Turn the lines below into a numbered list, one line per entry, and leave out any blank lines. Include no pictures in your answer.

▶ SUPPLIED DATA:

┌──

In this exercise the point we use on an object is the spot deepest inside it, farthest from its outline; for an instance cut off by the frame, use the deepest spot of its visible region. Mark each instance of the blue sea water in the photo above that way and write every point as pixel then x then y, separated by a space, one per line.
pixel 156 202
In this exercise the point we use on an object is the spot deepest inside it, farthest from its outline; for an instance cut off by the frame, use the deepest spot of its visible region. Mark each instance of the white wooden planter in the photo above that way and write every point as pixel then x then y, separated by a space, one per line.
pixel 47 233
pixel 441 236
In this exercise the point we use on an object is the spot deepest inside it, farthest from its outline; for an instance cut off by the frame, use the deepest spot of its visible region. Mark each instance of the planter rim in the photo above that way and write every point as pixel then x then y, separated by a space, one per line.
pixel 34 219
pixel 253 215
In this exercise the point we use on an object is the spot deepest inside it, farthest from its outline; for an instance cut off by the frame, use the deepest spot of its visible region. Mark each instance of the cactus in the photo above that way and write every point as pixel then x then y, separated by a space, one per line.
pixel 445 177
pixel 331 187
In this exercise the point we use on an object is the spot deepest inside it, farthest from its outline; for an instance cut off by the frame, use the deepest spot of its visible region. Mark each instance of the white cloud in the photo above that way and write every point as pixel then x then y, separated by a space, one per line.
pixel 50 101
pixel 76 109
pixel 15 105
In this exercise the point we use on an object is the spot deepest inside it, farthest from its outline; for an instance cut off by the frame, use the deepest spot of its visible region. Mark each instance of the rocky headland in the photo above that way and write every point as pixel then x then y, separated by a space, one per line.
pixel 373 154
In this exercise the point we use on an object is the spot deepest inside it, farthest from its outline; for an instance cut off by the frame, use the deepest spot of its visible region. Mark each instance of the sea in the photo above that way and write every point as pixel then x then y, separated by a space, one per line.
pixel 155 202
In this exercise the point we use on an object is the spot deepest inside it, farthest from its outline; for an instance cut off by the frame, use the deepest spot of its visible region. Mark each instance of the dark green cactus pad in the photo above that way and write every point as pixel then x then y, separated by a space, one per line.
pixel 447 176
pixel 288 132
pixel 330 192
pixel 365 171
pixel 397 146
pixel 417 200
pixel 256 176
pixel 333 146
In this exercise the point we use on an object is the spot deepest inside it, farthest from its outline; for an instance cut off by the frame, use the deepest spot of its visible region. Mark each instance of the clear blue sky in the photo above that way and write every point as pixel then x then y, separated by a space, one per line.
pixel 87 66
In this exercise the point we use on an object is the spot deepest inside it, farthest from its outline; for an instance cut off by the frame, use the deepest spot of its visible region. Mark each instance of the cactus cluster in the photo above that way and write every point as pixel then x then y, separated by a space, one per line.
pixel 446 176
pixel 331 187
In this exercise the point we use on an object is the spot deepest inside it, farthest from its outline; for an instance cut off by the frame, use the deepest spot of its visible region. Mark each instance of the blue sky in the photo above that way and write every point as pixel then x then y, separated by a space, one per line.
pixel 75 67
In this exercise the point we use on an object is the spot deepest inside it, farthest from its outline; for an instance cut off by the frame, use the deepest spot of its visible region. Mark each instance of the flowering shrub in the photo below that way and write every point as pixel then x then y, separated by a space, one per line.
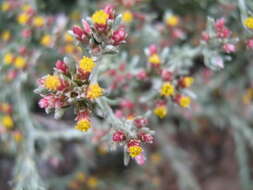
pixel 124 78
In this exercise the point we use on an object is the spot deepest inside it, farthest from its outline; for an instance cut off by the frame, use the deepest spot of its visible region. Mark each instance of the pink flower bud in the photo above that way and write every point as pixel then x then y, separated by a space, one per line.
pixel 250 43
pixel 140 159
pixel 205 36
pixel 166 75
pixel 109 9
pixel 152 49
pixel 145 137
pixel 229 48
pixel 118 136
pixel 61 66
pixel 140 122
pixel 79 33
pixel 134 142
pixel 141 75
pixel 86 27
pixel 119 36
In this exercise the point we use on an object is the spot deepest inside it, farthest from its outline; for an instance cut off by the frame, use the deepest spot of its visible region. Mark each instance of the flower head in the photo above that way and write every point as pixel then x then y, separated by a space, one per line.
pixel 52 82
pixel 100 17
pixel 38 21
pixel 154 59
pixel 83 125
pixel 167 89
pixel 8 58
pixel 127 16
pixel 86 64
pixel 161 111
pixel 134 151
pixel 20 62
pixel 94 91
pixel 248 22
pixel 7 121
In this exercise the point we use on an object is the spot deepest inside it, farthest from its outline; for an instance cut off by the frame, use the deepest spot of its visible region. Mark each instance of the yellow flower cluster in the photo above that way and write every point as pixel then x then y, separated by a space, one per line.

└──

▶ THE ANSWER:
1. In this exercise the point we use on an object is the spot deepest inside it, farthest from its outline; for an instance cut off by the frame, use the deepest spot of its visible region. Mark each instance of the blue sea water in the photo above that way and write every point as pixel then x then y, separated by a space, one per line.
2. pixel 156 202
3. In this exercise the point we use on an object is the spot deepest inside it, farthest from its outline; for an instance cut off by the frame, use the deepest spot of its visible region. Mark each instance of the white wooden planter in the photo above that way and write every point as pixel then x then y, separated by a space, one per line.
4. pixel 47 233
5. pixel 441 236
6. In this exercise the point we use on an object is the spot deepest inside it, farthest from its outline; for an instance cut off by the frame, use the deepest spot of its visible region. Mark each instance of the planter rim in the photo above that way and write every point as pixel then x then y, separated by a space, one per line.
7. pixel 34 219
8. pixel 253 215
9. In this exercise the point we use on an object is the spot deepest inside it, farthest from its outline; for an instance cut off by the frame, use the deepest spot of its visible region. Mark each instance of the cactus in the photo above that way and write every point as pixel then x then y, separated by a space, one per line.
10. pixel 445 177
11. pixel 331 187
12. In this exercise the point we use on an object is the spot deepest inside it, farthest from its outline; for an instance cut off by the frame, use the deepest spot of its visible region. Mark each instance of the white cloud in the photo above that way and write every point as pixel then x then y, separated by a space, one per line.
13. pixel 50 101
14. pixel 76 109
15. pixel 15 105
16. In this exercise the point we use on an object is the spot deepest inside it, farthest from its outline; for an instance cut off by the frame, use the deepest spot of its visible region. Mark each instance of the rocky headland in the photo above that way and write every point as pixel then x then y, separated by a space, one per line.
17. pixel 373 154
18. In this exercise the point we use on an object is the spot deepest inside it, farthest from its outline; for an instance cut off by the frame, use the deepest spot of its visible region. Mark each instance of the sea in the photo above that way and write every point as pixel then x then y, separated by a space, one per line.
19. pixel 155 202
20. In this exercise the point we use on an object is the spot deepest inside it, farthest from its outline; for an instance cut off by the frame, use the deepest spot of its visible region. Mark each instance of the dark green cactus pad in the photo above that way and write every point as pixel then x then y, separated by a space, one per line.
21. pixel 447 176
22. pixel 288 132
23. pixel 330 192
24. pixel 365 171
25. pixel 397 146
26. pixel 417 200
27. pixel 256 176
28. pixel 333 146
29. In this exercise the point we use on an object is the spot deepest inside it, farthest from its outline; for an instance cut off by the frame, use the deepest spot of its visible region. Mark each instance of the clear blue sky in the photo above that way and write every point as pixel then x then y, separated by a space, one per line.
30. pixel 87 66
31. In this exercise the point we use on an object is the spot deepest inside it, farthest from its outline; for an instance cut off by the frame, use the deepest spot of its visible region. Mark each instance of the cactus cluster in the photo above that way and write every point as pixel then x then y, separated by a space, one per line.
32. pixel 446 176
33. pixel 331 187
34. In this exercise the point we use on an object is the spot deepest inside it, farthest from its outline; for an instance cut off by the frame, use the deepest spot of its visible region. Mark each instance of the blue sky in the photo above that way and write every point as pixel then x then y, separated by a space, one per line.
35. pixel 75 67
36. In this exercise the point we use on an object is the spot deepest inside it, farthest from its outline; for an instance cut off by the frame, use the deepest spot of its visible region. Mark each instance of the flowering shrub in the photo below that way and write every point as pixel then x then y, separated by a space, one per line.
37. pixel 124 78
38. In this exercise the point we use on an object is the spot deepest inside it, farthest from its outline; for an instance cut off by the frame, use the deepest spot of its visible region. Mark each instance of the pink flower bud in the photo above that way and write every point as pixel then x then y, separated by a space, one per line.
39. pixel 250 43
40. pixel 140 159
41. pixel 205 36
42. pixel 166 75
43. pixel 109 9
44. pixel 152 49
45. pixel 145 137
46. pixel 229 48
47. pixel 118 136
48. pixel 61 66
49. pixel 140 122
50. pixel 79 33
51. pixel 134 142
52. pixel 141 75
53. pixel 86 27
54. pixel 119 36
55. In this exercise the point we use on an object is the spot deepest inside it, farthest from its outline; for an instance cut off by the frame, use the deepest spot of its visible region. Mark each instance of the flower head in the photo above that way and write every point as pixel then x then y, separated by a space, one per line.
56. pixel 52 82
57. pixel 100 17
58. pixel 38 21
59. pixel 154 59
60. pixel 83 125
61. pixel 167 89
62. pixel 8 58
63. pixel 127 16
64. pixel 86 64
65. pixel 161 111
66. pixel 134 151
67. pixel 20 62
68. pixel 94 91
69. pixel 248 22
70. pixel 7 121
71. In this exercise the point we use on an object is the spot deepest inside it, farthest from its outline; for an instance cut off by the frame, use the deepest spot of its visible region. Mark each instance of the yellow flower cluster in the photo above that way and write every point as pixel then x then y, separated by a space, one per line.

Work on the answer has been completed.